Records from a data source:
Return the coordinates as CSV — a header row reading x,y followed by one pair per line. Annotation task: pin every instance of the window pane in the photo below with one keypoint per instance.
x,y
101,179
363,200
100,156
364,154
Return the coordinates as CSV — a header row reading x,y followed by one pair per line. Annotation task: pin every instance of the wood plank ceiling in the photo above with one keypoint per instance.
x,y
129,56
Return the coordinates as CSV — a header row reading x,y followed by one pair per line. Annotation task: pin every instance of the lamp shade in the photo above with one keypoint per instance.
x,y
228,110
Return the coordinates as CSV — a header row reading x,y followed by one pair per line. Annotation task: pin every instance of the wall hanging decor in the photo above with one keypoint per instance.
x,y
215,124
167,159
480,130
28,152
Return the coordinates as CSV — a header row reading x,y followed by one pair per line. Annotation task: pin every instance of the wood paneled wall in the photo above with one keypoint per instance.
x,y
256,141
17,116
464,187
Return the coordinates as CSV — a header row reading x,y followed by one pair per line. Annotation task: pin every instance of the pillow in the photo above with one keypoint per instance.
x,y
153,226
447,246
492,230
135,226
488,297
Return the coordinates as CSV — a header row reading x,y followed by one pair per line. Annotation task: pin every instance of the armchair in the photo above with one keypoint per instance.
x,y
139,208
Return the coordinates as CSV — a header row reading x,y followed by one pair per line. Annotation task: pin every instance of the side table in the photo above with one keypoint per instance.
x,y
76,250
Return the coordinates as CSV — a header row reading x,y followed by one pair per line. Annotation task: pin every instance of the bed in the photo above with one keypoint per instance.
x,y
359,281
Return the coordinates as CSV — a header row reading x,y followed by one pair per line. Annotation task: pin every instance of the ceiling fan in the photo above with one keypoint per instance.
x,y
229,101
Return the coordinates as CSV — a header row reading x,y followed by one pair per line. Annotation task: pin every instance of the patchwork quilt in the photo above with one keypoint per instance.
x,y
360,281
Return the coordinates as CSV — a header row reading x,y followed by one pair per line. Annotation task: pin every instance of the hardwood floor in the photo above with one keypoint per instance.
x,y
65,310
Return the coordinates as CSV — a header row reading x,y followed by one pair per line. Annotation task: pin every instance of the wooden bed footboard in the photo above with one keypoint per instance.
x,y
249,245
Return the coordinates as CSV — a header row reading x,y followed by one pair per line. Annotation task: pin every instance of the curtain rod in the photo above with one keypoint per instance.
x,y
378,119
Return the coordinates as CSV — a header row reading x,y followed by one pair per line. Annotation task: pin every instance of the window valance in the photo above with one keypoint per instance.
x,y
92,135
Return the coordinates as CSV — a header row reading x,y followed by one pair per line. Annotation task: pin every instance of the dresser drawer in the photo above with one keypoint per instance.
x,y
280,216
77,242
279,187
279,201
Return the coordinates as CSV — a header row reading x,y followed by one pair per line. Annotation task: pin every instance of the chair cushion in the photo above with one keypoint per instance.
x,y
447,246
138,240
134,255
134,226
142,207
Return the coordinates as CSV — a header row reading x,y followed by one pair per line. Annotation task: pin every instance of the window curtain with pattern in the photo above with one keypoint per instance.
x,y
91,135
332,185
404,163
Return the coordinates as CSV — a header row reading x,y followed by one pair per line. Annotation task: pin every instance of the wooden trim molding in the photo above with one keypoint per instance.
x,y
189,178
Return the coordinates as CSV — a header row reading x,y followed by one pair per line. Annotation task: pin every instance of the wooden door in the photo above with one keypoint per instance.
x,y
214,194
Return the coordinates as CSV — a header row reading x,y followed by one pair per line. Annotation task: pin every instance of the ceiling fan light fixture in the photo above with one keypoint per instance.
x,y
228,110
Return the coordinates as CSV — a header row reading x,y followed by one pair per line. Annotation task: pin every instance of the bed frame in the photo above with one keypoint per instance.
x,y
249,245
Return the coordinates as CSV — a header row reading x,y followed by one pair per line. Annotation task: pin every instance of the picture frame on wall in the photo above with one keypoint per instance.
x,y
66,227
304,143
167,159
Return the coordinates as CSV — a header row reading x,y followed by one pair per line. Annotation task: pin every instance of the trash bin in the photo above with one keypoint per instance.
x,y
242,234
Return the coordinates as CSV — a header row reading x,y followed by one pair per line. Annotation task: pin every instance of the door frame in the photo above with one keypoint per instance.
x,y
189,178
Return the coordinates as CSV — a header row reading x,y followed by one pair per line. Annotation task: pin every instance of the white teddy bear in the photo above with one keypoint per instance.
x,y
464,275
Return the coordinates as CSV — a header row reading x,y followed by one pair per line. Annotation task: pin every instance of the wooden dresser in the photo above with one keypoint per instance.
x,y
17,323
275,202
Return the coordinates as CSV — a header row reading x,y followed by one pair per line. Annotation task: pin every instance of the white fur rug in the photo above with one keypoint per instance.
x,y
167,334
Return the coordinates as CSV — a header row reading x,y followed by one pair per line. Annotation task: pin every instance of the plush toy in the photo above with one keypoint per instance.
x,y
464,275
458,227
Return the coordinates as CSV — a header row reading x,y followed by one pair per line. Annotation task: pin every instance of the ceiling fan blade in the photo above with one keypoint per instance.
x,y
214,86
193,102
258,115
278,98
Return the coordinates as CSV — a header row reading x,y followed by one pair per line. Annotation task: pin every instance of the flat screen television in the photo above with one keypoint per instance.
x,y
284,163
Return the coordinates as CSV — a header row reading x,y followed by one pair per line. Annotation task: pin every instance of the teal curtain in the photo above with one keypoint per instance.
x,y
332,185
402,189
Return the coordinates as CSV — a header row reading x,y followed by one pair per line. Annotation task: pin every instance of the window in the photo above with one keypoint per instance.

▶ **WORK TO COMPLETE**: Take the entries above and transcribe them exactly.

▶ **OUTPUT OF THE TASK**:
Return the coordinates as CSV — a header row reading x,y followed by one pair per line. Annotation task: pin every instance of the window pane in the photo below with one keypoint per instance.
x,y
101,179
363,200
100,156
364,154
Return the coordinates as CSV — a header row reading x,y followed by one pair per line. Annotation task: pin every instance of the wood plank ceiling in the photo above with one keypoint per instance.
x,y
129,56
Return the coordinates as CSV — a header row reading x,y followed by one pair per line. Annotation task: pin every instance of the lamp shade in the photo above with one keypoint per instance.
x,y
228,110
Return the coordinates as CSV — a header row reading x,y followed by one pair per line. Annotation task: pin every instance of the wall hanging decor in the photo above with one keypoint per instance.
x,y
215,124
167,159
480,130
28,152
Return the coordinates as CSV — a header row reading x,y followed by one pair per line. Annotation task: pin every instance of the wood paneled wall in the photo above with one keypoint per instance.
x,y
256,141
17,116
464,187
Return the coordinates as CSV — a header row reading x,y followed by one pair per line. Annotation task: pin every instance of the pillow in the photo above with one keypoint per instance.
x,y
153,226
447,246
492,230
135,226
488,297
Return the coordinates as CSV — a header row reading x,y followed by one pair per line. Annotation task: pin every instance of the armchair in the photo above with one keypoint per instance.
x,y
139,208
Return the coordinates as CSV — a header row reading x,y followed by one pair per line. Annotation task: pin every instance of the side table in the photo above with one keypoint per instance.
x,y
76,250
Return the coordinates as CSV — a header row reading x,y followed by one pair per line. Annotation task: pin every instance of the bed in the photo above with one keypoint per instance.
x,y
359,281
Return the coordinates as CSV — a header row reading x,y followed by one pair per line. Annotation task: pin every instance of the ceiling fan in the photo above with one keypoint per instance.
x,y
229,101
Return the coordinates as CSV — a header row reading x,y followed by one pair per line. Annotation task: pin every instance of the patchwork quilt in the photo above with one keypoint per instance.
x,y
360,281
Return the coordinates as CSV — a header row reading x,y followed by one pair per line. Annotation task: pin every instance of the hardwood floor in the photo above with one keypoint per instance.
x,y
65,310
Return the coordinates as CSV — a header row reading x,y followed by one pair per line. Annotation task: pin every instance of the wooden bed footboard in the photo above with one keypoint per instance.
x,y
249,245
Return the coordinates as CSV — a header row reading x,y followed by one pair per line. Annotation task: pin every instance of the curtain rod in the photo above with one keypoint per instance.
x,y
378,119
Return the coordinates as CSV — a header row reading x,y followed by one pair per line. Annotation task: pin every instance of the window valance in the photo above with one keypoint per instance.
x,y
92,135
Return the coordinates as CSV — a header row reading x,y followed by one pair per line. Annotation task: pin every instance of the dresser drawer in the photo above with one keypoint per instance.
x,y
280,216
77,242
279,187
279,201
Return the coordinates as CSV — a header row reading x,y followed by one pair per line. Annotation task: pin every instance of the chair cushion in the photo above with one keypoint per instance.
x,y
447,246
138,240
134,255
134,226
142,207
Return the coordinates as CSV — a header row reading x,y followed by one pair per line. Annotation task: pin every instance of the window curtain with pattern in the photo above with one keypoint per instance.
x,y
91,135
332,185
404,163
Return the coordinates as CSV — a header row reading x,y followed by one pair per line. Annotation task: pin every instance of the wooden trim molding in the photo above with one keypoint per instance.
x,y
189,178
Return the coordinates as CSV — a header row reading x,y followed by one pair per line. Annotation task: pin every instance of the wooden door in the photo above with one keypoint per instance.
x,y
214,194
Return the coordinates as CSV — a header row reading x,y followed by one pair per line. Annotation task: pin every instance of the ceiling fan light fixture in the photo above with one keypoint per instance.
x,y
228,110
Return the coordinates as CSV — a header row reading x,y followed by one pair per line. Annotation task: pin every instance of the bed frame in the photo above with one keypoint per instance.
x,y
249,245
Return the coordinates as CSV — a header row reading x,y followed by one pair per line. Annotation task: pin every instance of the picture frame on wall in the photo above with one keypoint per instance.
x,y
66,227
304,143
167,159
Return the coordinates as CSV — a header row reading x,y followed by one pair per line. Annotation task: pin every instance of the trash bin in the photo above with one keypoint per instance.
x,y
242,234
Return the coordinates as CSV — a header row reading x,y followed by one pair per line. Annotation task: pin every instance of the door frame in the photo above with one keypoint per instance.
x,y
189,178
Return the coordinates as CSV — a header row reading x,y followed by one pair per line. Annotation task: pin every instance of the white teddy bear in the photo above with one keypoint per instance.
x,y
464,275
Return the coordinates as CSV — a header row reading x,y followed by one pair per line. Annotation task: pin every instance of the wooden dresser in the photo above with one keypoint per instance.
x,y
17,323
275,202
Return the coordinates as CSV — a header row reading x,y followed by one pair per line. Annotation task: pin every instance of the white fur rug in the photo above with one keypoint per instance.
x,y
167,334
Return the coordinates as CSV — a header row reading x,y followed by one pair per line. Annotation task: pin every instance of the plush toy in the photo above with one keypoint per instance.
x,y
464,275
458,227
Return the coordinates as CSV — a header row reading x,y followed by one pair per line. Annotation task: pin every instance of the ceiling fan blade in the photo above with one keypoint per instance.
x,y
214,86
193,102
258,115
278,98
Return the coordinates as CSV — a header row reading x,y followed by one pair per line. Annotation task: pin every instance of the flat screen television in the photo above with one keypoint per instance.
x,y
284,163
Return the coordinates as CSV — a header row reading x,y followed by one pair per line. Annotation task: pin every instance of the teal curtain in the photo above with one keypoint per instance.
x,y
332,185
402,189
Return the coordinates as CSV — a header row reading x,y followed by one pair per line. Annotation task: pin every instance of the window in the photo above with one keypoint per instance.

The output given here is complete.